TEXT EXCERPT.
As the United States celebrated Martin Luther King Day this January, Americans also confronted the reality of the recently failed attempt to pass voting rights legislation and the ongoing dysfunction of the national-level political system. With this defeat, many political analysts, academics, and organizers feel a growing sense of existential dread that the country is at a tipping point of democratic decline, including an alarming pushback against the struggle for racial justice. International IDEA’s recent report on the Global State of Democracy classified the United States as a backsliding democracy for the first time in its history. Yet, many other Americans feel the threat to democracy is being overblown, taking comfort that “our institutions will protect us,” as they did when President Joe Biden was sworn in a year ago despite a violent uprising to prevent the certification of the election results.

Institutions are made up of people, however, who are influenced and held accountable by citizens and peers. In fact, there was significant organizing and coordination between different groups during the presidency of Donald Trump and around the 2020 election, when it had become clear that he posed a clear and present danger to U.S. democracy and was actively seeking to stay in power by whatever means necessary. That mobilization generated the largest voter turnout in U.S. history and an organized, cross-partisan campaign to ensure that all votes were counted, that voters decided the outcome, and that there was a democratic transition.

Today, a similar organizing effort is needed to confront a threat that has mutated and is in many ways more challenging than what Americans faced in 2020.

Yet even with the many painful commemorations of January 6thpolls show that democracy is not top of mind for most Americans. When asked to rank their five biggest priorities for national leaders, only 6 percent of those polled mentioned democracy – instead voicing concerns for their health, finances, and overall sense of security. Those who are inspired to organize to protect democracy, have radically different views of the problem, with a large swath of the country still believing “the big lie” that the 2020 election was stolen. The country has become dangerously numb to all types of violence, but especially political violence, as many Americans report that violence would be justified to protect against the “evils” of their political adversaries.

EXERCISE TASKS.
1) Decide whether each statement below agrees with the text on U.S. democracy, answering yes or no and quoting the words of the text that settle it. (a) A report by International IDEA classified the United States as a backsliding democracy for the first time. (b) Most of those polled named democracy among their five biggest priorities for national leaders. (c) The mobilization around the 2020 election generated the largest voter turnout in U.S. history.
2) Repeat everything in the text on U.S. democracy from "Today, a similar" down to "faced in 2020.".
3) According to the text on U.S. democracy, which holiday was the United States celebrating in January?

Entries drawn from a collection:
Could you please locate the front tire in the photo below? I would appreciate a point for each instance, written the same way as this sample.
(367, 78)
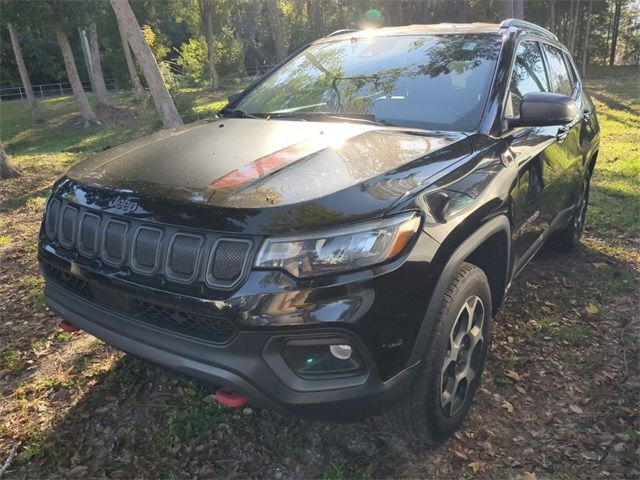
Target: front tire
(449, 373)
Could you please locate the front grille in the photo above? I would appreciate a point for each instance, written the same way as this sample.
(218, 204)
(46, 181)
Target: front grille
(145, 253)
(114, 242)
(217, 330)
(181, 256)
(184, 251)
(227, 262)
(213, 329)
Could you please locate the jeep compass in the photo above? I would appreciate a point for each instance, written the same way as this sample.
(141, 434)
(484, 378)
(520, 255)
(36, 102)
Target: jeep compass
(336, 242)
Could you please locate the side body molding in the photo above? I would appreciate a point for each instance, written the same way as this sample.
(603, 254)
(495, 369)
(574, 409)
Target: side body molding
(499, 224)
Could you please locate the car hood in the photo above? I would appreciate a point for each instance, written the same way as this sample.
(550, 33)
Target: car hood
(242, 164)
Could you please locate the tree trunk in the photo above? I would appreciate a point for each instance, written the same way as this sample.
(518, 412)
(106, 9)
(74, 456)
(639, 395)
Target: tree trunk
(394, 14)
(518, 9)
(24, 75)
(506, 9)
(163, 101)
(86, 111)
(614, 32)
(585, 44)
(277, 33)
(207, 12)
(6, 169)
(135, 81)
(96, 67)
(573, 27)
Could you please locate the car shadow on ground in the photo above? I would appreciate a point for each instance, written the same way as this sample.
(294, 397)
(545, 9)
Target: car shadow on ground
(130, 417)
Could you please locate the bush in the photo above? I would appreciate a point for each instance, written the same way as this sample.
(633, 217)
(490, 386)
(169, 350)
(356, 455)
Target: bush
(193, 58)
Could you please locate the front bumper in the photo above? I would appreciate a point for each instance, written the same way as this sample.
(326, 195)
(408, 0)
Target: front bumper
(240, 365)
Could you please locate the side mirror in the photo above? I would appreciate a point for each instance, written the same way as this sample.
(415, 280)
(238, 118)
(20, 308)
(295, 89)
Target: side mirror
(544, 109)
(233, 97)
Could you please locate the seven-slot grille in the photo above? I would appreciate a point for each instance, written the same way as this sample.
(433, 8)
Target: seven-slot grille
(181, 256)
(214, 329)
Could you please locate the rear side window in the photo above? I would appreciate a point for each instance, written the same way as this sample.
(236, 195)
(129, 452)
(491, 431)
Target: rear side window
(560, 79)
(528, 76)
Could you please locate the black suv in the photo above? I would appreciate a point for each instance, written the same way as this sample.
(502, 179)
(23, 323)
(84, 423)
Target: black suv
(337, 240)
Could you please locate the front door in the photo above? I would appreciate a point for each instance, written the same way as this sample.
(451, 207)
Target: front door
(532, 148)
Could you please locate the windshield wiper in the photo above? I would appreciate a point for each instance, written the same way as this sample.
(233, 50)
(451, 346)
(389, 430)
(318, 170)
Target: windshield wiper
(235, 113)
(320, 116)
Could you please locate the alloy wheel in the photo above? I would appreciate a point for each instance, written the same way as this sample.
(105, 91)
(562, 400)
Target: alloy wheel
(463, 356)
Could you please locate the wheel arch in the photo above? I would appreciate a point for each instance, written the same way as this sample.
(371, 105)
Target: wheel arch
(489, 248)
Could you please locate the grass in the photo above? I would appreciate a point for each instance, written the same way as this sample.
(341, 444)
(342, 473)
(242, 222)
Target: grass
(563, 314)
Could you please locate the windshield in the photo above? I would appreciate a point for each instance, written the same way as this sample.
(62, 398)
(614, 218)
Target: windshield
(429, 81)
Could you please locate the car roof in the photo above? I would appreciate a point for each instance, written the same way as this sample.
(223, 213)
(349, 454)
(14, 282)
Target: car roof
(440, 29)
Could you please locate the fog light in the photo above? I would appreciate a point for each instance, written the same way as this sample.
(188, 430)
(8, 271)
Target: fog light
(341, 352)
(322, 358)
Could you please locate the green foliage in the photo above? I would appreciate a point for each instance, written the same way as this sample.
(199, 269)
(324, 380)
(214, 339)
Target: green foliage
(159, 49)
(193, 60)
(243, 34)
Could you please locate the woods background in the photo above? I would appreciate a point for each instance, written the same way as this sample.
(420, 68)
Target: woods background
(248, 35)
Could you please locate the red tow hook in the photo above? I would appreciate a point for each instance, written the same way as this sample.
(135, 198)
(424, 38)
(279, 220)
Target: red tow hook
(230, 398)
(68, 327)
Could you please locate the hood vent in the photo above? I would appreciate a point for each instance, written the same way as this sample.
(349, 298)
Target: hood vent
(182, 257)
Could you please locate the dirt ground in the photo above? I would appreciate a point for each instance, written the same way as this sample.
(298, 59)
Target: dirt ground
(559, 397)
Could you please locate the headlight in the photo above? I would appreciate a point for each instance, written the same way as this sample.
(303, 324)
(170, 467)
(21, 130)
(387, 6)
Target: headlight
(342, 249)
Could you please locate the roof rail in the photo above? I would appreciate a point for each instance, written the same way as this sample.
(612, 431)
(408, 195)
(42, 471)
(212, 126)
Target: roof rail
(340, 32)
(516, 22)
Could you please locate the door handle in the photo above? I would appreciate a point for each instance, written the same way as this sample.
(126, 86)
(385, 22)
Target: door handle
(562, 133)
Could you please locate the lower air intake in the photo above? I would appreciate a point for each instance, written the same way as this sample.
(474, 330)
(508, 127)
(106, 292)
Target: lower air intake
(216, 330)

EXERCISE RESPONSES.
1)
(a) Yes: "classified the United States as a backsliding democracy for the first time in its history"
(b) No: "only 6 percent of those polled mentioned democracy"
(c) Yes: "That mobilization generated the largest voter turnout in U.S. history"

2)
Today, a similar organizing effort is needed to confront a threat that has mutated and is in many ways more challenging than what Americans faced in 2020.

3) Martin Luther King Day.